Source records
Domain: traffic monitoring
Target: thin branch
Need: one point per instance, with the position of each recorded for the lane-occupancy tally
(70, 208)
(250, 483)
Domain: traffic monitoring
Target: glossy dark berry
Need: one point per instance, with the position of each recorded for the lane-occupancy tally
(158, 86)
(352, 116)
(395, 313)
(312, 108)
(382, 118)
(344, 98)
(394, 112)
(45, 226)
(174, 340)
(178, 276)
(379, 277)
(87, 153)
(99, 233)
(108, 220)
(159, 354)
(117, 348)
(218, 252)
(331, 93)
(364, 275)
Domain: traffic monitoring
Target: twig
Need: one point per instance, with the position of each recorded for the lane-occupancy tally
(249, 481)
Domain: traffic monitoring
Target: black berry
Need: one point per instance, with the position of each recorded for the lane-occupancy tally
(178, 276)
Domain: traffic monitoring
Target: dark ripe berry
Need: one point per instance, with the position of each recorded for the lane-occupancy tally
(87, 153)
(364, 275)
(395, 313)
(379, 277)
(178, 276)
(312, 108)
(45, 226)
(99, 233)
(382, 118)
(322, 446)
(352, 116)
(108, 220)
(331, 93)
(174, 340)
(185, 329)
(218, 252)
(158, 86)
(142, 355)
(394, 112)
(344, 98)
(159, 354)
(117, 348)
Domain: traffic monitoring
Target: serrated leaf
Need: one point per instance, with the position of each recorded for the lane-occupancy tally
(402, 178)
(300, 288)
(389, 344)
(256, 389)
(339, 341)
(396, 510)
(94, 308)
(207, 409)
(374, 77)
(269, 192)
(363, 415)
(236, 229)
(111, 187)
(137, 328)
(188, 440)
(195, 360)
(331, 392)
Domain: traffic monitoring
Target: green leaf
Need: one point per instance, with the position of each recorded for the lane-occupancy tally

### Task goal
Repeat all of the rows above word for word, without any change.

### Problem solution
Domain: traffic monitoring
Target: thin branch
Need: one point per instance, with the position of each recorded for the lane-occupancy tally
(70, 208)
(250, 483)
Domain: traffic monitoring
Target: glossy dark berry
Need: one point per instance, with the position of each recorded for the lane-occupancy tally
(158, 86)
(352, 116)
(395, 313)
(312, 108)
(382, 118)
(344, 98)
(394, 112)
(45, 226)
(174, 340)
(178, 276)
(379, 277)
(87, 153)
(99, 233)
(108, 220)
(159, 354)
(117, 348)
(218, 252)
(331, 93)
(364, 275)
Domain: traffic monitoring
Target: twig
Need: one point per instance, with the position of each recorded for the lane-occupancy tally
(249, 481)
Domain: traffic monitoring
Target: black berry
Need: one point per instance, with the position of each recorded for the lane-occupancy tally
(178, 276)
Domain: traffic monitoring
Target: dark ripe berry
Need: one point per instance, with the position of each recorded for the lane-occupancy tally
(87, 153)
(364, 275)
(395, 313)
(379, 277)
(178, 276)
(312, 108)
(45, 226)
(99, 233)
(382, 118)
(322, 446)
(352, 116)
(108, 220)
(331, 93)
(174, 340)
(185, 329)
(218, 252)
(158, 86)
(142, 355)
(394, 112)
(344, 98)
(159, 354)
(117, 348)
Domain: traffic monitoring
Target: serrated leaf
Need: one point per instance, with the position of each recorded for the lane-occupancy tally
(402, 178)
(300, 288)
(389, 344)
(256, 389)
(339, 341)
(396, 510)
(94, 308)
(207, 409)
(374, 77)
(269, 192)
(363, 415)
(236, 229)
(111, 187)
(137, 328)
(188, 440)
(195, 360)
(331, 392)
Domain: traffic monitoring
Target: green leaf
Need: one point per instance, with the position of each recorded for the lane-occupancy tally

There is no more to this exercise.